▸ **Task requirements**
From the passage below on commonly confused word pairs, extract everything from "- Too much sound" down to "or railroad car.", copying it word for word.

▸ **Reading passage**
------------------------------------

Here, effect is a noun that means something that is produced by an agency or cause; result; consequence.
Alley or Ally?
- He lives by this alley. alley (singular), alleys (plural)
Here, alley is a noun that means little lane.
- Robert is working as an ally for us. ally (singular), allies (plural)
Here, ally is a noun that means a friend.
Allowed or Aloud?
- We are not allowed to enter there.
Here, allowed is an adjective that means permitted.
- He allowed me to speak.
Here, allowed is a verb that means to permit.
- She was speaking aloud.
Here, aloud is an adverb that means out loud.
Altar or Alter?
- All the rituals took place before the altar.
Here, altar is a noun that means a raised place or structure where sacrifices are offered and religious rites performed.
- The commission altered their views overnight.
Here, alter is a verb that means to make different in some particular, as size, style, course, or the like; modify.
Aural or Oral?
- Too much sound can affect our aural power.
Here, aural is an adjective that refers to the ears and hearing.
- There are some special oral methods of language teaching.
Here, oral is an adjective that refers to the mouth and speaking.
Berth or Birth?
- There was a special berth on the train.
Here, berth is a noun that means a shelf-like sleeping space, as on a ship, airplane, or railroad car.
- Leonard announced the birth of his second child.
Here, birth is a noun that means the act or process of bearing or bringing forth offspring.
Beside or Besides?
- Your pen is beside your laptop. / May I sit beside you?
Here, beside is used as a preposition which means by the side.

------------------------------------

▸ **Recorded data**
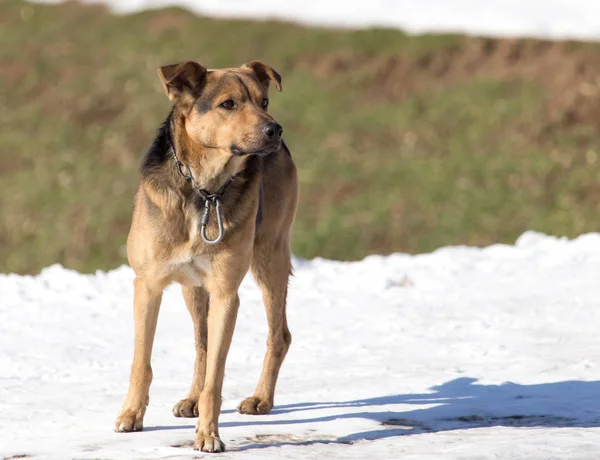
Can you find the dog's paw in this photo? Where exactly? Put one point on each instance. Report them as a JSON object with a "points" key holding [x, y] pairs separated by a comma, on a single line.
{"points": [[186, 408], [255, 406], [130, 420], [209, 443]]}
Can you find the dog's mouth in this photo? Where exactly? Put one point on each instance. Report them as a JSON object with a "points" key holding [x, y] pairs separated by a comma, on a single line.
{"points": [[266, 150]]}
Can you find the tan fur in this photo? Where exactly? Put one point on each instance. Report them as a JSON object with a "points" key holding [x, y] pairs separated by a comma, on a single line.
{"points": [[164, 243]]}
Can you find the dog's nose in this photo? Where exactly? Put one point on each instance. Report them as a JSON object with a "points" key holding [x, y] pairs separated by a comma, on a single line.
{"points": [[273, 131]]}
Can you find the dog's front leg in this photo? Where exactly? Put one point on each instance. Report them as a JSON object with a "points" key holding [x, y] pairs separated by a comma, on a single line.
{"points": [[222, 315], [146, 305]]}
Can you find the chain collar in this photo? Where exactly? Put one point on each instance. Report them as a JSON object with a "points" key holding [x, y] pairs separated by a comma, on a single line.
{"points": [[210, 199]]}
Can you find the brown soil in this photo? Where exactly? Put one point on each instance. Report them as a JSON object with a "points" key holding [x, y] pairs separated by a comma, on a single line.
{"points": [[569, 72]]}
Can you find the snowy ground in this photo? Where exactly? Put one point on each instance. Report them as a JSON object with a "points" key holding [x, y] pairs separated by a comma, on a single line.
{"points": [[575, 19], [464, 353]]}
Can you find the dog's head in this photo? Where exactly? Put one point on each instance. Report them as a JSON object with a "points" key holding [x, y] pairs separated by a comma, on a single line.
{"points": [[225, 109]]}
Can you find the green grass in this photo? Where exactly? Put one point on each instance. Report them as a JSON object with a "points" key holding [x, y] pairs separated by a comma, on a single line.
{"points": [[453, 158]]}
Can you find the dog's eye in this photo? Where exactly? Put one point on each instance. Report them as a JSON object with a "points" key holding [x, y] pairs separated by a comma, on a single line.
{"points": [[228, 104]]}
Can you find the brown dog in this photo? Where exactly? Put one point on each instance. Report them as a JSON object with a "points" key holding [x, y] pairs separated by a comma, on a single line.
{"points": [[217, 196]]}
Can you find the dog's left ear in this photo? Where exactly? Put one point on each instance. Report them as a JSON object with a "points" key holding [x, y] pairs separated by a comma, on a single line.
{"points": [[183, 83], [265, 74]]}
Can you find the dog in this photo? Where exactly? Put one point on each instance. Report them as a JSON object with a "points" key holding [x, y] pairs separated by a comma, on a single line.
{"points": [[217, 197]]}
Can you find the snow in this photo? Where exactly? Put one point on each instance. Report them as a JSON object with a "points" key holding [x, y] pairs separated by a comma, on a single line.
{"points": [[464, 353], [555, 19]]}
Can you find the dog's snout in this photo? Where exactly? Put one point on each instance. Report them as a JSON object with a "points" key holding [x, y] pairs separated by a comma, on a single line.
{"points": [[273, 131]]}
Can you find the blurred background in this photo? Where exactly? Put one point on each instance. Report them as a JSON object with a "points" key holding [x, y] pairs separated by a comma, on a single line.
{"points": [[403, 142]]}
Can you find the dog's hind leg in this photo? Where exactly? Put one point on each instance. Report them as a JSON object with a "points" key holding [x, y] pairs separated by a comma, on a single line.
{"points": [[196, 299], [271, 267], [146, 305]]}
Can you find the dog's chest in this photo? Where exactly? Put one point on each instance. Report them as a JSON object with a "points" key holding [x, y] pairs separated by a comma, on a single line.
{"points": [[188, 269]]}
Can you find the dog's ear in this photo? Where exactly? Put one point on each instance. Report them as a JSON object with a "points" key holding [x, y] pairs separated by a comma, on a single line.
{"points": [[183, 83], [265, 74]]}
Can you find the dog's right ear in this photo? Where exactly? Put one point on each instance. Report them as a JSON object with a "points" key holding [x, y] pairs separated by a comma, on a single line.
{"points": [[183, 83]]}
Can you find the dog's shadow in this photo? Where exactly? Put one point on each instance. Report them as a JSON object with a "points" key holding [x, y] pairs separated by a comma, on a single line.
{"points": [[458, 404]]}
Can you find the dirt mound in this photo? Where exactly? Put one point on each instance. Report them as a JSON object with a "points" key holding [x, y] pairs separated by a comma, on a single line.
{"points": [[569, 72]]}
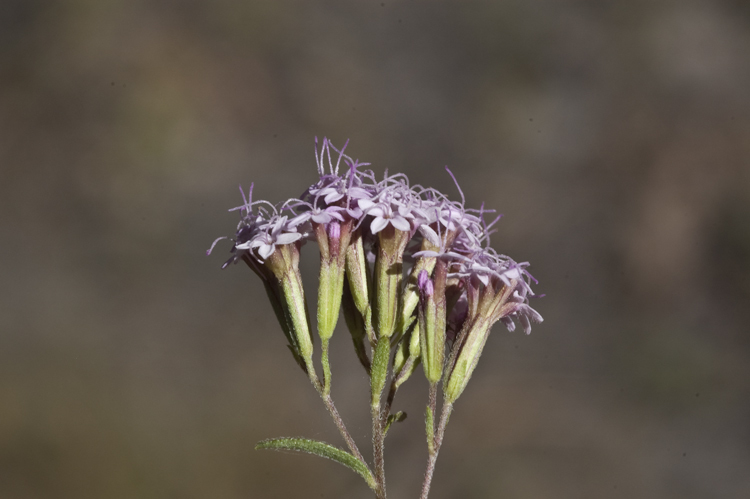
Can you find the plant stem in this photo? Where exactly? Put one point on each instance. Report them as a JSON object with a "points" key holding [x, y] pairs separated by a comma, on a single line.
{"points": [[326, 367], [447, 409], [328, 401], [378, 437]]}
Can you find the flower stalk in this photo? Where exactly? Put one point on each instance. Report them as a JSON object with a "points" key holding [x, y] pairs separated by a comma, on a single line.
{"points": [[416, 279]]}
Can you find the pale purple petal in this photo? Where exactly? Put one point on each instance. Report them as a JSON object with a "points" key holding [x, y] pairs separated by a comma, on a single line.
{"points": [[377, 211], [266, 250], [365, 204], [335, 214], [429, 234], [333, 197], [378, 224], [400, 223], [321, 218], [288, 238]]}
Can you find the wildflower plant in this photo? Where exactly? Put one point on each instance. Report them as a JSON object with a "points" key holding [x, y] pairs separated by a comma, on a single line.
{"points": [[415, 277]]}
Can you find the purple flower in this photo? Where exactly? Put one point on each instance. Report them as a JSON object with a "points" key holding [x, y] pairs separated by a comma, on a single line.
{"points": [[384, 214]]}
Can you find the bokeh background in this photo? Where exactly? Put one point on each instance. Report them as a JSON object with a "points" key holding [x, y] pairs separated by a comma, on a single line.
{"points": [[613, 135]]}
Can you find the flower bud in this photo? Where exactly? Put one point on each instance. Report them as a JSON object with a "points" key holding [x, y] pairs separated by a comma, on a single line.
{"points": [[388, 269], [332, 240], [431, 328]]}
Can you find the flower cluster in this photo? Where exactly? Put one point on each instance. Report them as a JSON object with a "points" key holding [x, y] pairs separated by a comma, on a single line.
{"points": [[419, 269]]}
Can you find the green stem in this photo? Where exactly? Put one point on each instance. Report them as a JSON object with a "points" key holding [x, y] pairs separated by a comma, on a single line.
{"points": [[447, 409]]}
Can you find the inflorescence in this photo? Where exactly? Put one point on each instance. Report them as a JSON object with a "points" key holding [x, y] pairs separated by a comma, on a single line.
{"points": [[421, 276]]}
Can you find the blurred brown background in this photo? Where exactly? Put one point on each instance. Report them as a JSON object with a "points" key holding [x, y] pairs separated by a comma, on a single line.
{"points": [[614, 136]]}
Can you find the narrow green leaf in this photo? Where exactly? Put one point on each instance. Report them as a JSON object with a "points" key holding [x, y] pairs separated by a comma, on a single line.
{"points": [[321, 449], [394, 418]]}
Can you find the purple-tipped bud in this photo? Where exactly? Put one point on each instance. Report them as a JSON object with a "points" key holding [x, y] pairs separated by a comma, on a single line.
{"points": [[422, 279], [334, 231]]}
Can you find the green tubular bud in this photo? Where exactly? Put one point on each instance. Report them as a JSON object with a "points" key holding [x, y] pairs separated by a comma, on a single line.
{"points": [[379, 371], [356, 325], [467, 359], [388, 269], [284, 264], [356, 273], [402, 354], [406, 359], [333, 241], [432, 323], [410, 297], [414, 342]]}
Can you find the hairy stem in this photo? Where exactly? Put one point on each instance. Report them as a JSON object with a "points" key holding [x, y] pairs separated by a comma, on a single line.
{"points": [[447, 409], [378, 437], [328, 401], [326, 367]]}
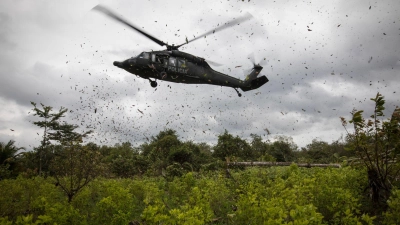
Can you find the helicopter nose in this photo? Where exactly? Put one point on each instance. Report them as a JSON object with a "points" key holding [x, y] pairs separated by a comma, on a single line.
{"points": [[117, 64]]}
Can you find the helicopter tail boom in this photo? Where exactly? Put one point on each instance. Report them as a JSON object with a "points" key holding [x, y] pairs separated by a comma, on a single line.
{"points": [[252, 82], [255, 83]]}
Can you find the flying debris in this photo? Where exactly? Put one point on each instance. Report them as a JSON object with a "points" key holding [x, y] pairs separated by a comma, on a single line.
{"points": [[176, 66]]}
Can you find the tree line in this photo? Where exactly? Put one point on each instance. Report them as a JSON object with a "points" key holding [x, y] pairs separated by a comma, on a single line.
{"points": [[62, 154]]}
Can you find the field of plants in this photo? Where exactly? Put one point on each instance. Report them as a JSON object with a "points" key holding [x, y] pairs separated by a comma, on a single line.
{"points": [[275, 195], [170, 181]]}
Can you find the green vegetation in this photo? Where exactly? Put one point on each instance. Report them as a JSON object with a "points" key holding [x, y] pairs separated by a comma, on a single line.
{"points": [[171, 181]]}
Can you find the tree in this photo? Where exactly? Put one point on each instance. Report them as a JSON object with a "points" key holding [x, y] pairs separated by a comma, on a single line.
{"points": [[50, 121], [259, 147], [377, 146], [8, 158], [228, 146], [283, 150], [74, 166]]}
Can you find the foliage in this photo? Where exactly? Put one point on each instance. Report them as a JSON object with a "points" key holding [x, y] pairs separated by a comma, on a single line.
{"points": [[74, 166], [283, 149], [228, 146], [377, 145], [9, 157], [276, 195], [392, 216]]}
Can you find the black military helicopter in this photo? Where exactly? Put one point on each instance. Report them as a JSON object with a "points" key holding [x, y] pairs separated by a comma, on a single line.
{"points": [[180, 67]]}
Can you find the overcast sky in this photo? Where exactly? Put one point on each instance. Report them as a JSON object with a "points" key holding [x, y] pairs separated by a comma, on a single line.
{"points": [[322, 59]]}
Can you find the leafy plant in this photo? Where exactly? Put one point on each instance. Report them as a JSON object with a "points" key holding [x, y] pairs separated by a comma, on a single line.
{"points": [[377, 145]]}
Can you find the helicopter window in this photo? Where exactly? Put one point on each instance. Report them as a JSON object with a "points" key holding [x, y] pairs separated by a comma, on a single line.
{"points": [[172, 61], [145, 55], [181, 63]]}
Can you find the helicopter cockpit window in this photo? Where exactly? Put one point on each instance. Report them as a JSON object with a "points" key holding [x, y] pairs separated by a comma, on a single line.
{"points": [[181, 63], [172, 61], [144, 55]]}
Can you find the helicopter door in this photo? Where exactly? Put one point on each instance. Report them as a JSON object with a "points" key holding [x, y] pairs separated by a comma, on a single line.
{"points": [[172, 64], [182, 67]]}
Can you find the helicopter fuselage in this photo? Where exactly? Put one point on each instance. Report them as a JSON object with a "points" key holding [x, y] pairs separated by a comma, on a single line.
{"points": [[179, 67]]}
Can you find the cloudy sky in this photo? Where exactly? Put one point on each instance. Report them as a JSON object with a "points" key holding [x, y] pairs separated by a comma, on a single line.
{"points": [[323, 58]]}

------------------------------------

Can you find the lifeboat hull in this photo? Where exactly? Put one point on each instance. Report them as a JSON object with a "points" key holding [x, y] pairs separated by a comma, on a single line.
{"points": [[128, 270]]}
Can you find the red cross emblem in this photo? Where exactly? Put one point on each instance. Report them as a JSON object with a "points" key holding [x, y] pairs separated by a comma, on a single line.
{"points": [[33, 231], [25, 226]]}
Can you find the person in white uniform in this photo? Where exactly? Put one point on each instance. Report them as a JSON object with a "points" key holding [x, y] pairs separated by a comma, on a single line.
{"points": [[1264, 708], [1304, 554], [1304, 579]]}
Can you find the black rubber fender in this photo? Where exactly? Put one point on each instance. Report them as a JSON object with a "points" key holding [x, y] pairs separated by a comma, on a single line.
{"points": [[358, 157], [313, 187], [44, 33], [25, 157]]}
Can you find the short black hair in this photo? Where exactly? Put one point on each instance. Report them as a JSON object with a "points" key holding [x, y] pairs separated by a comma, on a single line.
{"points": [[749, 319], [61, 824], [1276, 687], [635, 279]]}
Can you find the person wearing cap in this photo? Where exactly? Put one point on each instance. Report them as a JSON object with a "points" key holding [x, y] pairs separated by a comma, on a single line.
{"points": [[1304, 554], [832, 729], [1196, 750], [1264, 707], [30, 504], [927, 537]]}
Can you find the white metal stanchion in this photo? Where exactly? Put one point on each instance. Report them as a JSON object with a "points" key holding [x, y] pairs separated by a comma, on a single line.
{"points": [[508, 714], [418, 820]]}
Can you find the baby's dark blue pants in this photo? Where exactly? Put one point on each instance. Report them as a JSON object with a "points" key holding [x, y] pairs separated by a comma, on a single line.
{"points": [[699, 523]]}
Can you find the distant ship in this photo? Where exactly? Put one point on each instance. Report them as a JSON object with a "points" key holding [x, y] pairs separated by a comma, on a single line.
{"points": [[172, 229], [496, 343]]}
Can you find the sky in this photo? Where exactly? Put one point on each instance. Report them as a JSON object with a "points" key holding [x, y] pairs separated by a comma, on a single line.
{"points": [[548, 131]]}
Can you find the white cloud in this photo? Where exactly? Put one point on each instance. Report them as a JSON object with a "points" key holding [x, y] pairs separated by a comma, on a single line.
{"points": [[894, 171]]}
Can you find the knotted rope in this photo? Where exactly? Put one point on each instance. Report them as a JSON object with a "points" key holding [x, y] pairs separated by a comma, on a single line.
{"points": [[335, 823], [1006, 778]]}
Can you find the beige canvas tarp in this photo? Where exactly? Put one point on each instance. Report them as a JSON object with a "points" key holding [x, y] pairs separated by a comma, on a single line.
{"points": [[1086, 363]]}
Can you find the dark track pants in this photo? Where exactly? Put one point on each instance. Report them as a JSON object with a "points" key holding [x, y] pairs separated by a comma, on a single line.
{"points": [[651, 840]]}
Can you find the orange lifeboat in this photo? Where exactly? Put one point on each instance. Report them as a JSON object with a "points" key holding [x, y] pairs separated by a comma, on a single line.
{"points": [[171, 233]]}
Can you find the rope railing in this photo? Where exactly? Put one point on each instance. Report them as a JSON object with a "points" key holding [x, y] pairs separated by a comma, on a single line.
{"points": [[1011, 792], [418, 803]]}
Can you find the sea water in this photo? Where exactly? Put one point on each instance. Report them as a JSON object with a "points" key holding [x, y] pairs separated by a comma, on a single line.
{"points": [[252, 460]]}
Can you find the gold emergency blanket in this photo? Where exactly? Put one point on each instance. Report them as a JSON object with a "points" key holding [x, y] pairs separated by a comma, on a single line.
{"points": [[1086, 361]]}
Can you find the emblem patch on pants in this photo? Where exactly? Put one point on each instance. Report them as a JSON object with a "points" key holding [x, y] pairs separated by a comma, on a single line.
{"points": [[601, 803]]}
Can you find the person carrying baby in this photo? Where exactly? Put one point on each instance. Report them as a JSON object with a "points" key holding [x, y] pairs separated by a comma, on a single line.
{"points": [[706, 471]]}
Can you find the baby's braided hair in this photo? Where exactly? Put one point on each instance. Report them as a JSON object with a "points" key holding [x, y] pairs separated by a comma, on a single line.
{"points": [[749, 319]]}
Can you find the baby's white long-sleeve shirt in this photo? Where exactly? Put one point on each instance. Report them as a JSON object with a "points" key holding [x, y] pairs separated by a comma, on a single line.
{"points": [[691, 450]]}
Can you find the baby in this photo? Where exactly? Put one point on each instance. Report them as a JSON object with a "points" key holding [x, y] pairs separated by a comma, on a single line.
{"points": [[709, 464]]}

------------------------------------

▸ **Result for this exercise**
- Too much sound can affect our aural power.
Here, aural is an adjective that refers to the ears and hearing.
- There are some special oral methods of language teaching.
Here, oral is an adjective that refers to the mouth and speaking.
Berth or Birth?
- There was a special berth on the train.
Here, berth is a noun that means a shelf-like sleeping space, as on a ship, airplane, or railroad car.